* _What the task asks_:
Identify the line that contains "Q: Find one point on every instance of the skylight" in the material. Output it and every line after it, unchanged, through the end.

=== Records to use ===

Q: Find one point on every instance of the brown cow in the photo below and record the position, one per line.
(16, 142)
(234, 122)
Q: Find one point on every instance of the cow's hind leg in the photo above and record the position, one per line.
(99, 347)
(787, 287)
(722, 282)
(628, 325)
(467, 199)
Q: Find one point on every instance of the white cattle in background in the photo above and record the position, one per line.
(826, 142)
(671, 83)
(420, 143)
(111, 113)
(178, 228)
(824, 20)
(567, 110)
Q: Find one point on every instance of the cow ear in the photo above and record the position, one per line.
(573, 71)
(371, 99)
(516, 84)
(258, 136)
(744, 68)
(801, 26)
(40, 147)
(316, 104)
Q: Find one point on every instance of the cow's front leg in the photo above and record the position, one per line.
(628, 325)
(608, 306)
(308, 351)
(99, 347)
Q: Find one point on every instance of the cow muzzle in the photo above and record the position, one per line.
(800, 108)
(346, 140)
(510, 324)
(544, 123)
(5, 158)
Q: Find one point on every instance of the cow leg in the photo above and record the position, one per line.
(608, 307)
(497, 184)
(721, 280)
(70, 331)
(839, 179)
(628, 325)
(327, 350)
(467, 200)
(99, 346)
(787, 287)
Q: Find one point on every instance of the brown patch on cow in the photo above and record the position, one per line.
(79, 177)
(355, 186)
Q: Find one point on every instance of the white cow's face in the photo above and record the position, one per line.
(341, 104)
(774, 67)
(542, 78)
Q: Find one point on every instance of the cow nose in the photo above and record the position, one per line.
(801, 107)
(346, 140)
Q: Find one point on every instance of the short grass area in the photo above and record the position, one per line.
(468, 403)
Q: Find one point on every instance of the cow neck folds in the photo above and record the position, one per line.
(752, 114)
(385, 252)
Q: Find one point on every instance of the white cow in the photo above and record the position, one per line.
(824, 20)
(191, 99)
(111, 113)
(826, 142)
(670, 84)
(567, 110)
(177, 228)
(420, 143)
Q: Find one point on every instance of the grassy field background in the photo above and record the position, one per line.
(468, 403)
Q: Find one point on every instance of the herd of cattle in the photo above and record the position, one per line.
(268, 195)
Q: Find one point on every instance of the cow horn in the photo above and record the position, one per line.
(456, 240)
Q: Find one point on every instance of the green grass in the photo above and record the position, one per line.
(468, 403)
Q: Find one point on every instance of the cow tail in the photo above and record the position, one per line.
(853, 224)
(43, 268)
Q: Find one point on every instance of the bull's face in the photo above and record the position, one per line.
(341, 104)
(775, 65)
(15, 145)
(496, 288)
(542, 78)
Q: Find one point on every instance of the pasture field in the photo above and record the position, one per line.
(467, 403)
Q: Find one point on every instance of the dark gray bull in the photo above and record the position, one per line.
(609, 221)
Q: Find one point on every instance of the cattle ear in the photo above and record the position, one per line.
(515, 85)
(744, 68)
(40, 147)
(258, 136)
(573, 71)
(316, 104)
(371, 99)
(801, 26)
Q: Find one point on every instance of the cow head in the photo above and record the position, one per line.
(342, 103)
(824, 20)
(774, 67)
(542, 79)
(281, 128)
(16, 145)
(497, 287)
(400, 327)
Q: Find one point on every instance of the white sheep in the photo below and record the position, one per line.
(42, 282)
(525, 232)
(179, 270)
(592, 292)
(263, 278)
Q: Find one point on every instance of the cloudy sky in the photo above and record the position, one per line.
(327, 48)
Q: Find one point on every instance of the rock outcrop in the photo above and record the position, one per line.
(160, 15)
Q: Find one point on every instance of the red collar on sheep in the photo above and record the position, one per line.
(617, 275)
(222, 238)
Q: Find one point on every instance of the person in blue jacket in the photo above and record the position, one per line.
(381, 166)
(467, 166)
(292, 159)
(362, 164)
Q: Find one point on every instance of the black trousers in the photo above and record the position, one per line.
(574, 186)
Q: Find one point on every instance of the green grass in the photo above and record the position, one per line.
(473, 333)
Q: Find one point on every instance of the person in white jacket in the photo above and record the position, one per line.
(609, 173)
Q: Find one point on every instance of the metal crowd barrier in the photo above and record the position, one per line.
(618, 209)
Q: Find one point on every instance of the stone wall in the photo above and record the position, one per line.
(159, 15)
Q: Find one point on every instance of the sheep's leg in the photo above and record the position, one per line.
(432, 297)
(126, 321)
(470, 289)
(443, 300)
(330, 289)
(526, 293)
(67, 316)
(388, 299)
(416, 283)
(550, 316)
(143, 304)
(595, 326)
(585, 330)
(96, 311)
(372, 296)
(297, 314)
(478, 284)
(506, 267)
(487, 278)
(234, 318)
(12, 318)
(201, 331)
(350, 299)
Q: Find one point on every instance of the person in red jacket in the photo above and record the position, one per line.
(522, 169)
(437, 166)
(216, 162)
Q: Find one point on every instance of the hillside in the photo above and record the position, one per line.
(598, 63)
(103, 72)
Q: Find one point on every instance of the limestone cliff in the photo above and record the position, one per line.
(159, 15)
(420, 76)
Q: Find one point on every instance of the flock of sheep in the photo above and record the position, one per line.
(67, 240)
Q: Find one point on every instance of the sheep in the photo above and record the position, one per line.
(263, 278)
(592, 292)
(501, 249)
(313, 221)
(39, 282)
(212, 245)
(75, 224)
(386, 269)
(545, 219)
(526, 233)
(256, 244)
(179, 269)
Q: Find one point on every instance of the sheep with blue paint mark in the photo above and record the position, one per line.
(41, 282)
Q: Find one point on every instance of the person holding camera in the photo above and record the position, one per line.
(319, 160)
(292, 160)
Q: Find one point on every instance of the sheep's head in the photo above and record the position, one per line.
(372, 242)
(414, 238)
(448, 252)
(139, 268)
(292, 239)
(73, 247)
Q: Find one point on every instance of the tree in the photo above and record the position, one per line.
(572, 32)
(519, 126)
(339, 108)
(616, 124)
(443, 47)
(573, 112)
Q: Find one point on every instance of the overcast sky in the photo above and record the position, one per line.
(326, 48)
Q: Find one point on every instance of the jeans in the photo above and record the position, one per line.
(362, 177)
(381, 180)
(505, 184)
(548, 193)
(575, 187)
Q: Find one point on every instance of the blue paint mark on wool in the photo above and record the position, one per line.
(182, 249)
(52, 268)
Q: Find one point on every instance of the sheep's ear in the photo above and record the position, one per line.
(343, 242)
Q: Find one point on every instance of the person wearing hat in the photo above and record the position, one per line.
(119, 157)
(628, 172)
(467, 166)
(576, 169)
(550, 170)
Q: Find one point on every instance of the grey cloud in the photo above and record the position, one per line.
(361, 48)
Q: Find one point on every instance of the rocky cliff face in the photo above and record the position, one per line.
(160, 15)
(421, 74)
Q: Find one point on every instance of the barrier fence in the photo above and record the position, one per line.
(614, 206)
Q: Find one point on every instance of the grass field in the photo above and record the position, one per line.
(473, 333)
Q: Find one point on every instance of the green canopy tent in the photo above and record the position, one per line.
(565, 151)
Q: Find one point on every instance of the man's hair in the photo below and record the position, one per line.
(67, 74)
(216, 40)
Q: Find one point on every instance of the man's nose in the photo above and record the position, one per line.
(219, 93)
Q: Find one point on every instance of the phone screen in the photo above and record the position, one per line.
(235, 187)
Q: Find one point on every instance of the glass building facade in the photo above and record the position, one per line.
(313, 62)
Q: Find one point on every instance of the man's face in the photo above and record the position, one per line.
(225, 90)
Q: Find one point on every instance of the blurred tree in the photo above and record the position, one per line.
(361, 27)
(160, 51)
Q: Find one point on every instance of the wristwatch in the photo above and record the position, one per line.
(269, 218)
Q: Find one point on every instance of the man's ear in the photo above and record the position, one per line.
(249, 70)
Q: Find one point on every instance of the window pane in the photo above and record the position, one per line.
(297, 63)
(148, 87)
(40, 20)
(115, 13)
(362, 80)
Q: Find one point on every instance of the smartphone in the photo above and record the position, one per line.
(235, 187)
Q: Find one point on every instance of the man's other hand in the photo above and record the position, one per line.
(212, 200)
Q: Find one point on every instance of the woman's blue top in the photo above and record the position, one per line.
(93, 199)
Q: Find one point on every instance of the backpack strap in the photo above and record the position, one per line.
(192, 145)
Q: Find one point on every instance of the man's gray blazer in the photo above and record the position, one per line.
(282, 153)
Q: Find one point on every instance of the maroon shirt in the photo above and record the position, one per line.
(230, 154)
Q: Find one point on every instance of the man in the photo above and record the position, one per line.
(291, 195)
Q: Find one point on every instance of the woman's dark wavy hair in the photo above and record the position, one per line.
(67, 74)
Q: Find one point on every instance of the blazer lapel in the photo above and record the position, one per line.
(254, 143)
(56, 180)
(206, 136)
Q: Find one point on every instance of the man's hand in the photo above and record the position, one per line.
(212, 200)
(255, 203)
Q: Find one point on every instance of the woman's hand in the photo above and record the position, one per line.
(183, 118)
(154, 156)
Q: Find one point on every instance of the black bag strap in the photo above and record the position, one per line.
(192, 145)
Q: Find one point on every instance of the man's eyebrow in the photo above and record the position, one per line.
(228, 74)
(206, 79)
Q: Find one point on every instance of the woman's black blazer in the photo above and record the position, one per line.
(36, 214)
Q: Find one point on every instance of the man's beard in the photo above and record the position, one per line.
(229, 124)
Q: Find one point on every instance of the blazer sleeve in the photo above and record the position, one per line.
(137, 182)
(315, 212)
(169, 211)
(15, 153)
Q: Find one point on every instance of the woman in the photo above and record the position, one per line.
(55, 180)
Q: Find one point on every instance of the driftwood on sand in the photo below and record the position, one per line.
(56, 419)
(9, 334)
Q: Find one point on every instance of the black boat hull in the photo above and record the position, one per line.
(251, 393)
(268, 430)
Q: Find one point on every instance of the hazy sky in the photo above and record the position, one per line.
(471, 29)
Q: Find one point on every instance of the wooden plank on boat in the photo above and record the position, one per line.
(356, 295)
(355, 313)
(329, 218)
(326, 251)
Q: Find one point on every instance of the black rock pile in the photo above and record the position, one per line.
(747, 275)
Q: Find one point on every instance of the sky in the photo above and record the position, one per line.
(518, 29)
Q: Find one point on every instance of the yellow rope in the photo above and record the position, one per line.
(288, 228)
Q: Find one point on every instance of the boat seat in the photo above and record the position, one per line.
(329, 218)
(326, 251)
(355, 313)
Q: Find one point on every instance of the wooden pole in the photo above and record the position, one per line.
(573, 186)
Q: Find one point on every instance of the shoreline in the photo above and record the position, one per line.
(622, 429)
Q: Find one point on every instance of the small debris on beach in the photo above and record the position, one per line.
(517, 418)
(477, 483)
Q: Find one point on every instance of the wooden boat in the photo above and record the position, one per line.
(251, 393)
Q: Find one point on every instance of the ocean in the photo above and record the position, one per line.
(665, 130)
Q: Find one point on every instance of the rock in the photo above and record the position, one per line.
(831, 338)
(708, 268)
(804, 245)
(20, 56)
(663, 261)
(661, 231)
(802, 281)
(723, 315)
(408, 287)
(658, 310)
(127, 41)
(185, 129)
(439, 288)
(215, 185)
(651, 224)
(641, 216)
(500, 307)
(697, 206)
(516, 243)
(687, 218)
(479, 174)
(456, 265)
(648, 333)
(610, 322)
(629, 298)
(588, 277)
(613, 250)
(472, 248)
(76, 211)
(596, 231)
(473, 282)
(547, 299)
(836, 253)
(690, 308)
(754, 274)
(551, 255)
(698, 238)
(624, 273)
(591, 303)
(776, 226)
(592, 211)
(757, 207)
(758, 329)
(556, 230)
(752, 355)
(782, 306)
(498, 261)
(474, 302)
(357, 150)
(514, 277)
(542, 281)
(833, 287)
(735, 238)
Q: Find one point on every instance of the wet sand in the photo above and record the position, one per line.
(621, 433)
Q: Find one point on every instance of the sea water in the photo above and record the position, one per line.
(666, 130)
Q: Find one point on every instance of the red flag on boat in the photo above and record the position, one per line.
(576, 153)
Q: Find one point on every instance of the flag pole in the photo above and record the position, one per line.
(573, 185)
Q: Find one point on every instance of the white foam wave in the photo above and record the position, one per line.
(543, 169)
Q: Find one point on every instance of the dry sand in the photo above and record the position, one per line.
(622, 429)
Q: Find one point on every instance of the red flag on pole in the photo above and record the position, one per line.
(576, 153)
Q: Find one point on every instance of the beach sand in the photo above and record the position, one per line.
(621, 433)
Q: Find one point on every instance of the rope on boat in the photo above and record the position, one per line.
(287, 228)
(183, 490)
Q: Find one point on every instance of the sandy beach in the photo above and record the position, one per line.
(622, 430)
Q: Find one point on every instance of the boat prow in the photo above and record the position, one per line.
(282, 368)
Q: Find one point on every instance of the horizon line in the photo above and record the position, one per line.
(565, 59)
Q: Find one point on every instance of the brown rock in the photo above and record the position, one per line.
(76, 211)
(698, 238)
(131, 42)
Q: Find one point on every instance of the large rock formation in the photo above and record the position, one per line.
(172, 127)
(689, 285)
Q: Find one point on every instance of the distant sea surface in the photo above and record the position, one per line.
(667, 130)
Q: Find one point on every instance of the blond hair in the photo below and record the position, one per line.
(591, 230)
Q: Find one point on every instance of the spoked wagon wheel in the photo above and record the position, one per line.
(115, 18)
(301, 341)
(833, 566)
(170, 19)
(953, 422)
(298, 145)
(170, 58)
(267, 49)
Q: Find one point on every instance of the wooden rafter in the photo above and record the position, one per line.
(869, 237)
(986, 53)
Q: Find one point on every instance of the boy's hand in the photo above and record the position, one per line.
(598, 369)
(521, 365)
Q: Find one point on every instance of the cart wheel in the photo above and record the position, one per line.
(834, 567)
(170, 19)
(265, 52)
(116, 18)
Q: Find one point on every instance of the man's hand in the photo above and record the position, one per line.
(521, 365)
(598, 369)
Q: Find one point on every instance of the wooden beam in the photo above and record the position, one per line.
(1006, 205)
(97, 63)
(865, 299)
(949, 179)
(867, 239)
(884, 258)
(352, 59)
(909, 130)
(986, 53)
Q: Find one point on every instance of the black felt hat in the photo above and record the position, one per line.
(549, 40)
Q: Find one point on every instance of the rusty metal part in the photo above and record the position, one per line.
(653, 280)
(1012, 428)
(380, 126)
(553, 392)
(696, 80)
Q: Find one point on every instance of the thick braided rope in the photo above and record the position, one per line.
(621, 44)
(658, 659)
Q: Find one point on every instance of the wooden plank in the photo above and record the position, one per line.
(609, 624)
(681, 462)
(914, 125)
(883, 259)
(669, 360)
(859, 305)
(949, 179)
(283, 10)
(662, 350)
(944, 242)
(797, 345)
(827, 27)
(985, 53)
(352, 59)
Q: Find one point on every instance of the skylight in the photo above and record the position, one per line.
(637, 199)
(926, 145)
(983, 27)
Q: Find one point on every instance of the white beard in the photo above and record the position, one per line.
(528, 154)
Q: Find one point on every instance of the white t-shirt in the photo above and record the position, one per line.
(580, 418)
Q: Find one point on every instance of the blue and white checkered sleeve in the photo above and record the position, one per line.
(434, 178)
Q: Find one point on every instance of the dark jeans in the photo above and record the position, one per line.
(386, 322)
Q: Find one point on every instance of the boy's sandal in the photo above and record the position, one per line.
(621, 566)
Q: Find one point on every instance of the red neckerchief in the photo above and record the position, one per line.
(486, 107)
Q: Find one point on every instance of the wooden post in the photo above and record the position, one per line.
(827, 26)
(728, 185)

===

* _Exercise solution_:
Q: Find one point on every instance of the skylight in the photo above and record the position, one per line.
(637, 199)
(926, 145)
(983, 27)
Q: Find one point on every instance of the white beard in the photo above and record the position, one per line.
(528, 154)
Q: Find one point on every instance of the white t-shirt in the photo above and record the position, one per line.
(580, 418)
Q: Find one point on every instance of the blue and white checkered sleeve in the photo above and record the position, one per line.
(434, 178)
Q: Find one point on every instance of the dark jeans in the photo above and record the position, one per line.
(386, 322)
Q: Find one point on every instance of the boy's sandal in the photo above and record the position, one per line.
(621, 566)
Q: Find one point on every instance of the red neckerchief in the photo above and record the position, one per line.
(486, 107)
Q: Find one point on every instance of the wooden post in the photo above and record the position, one per line.
(827, 26)
(728, 185)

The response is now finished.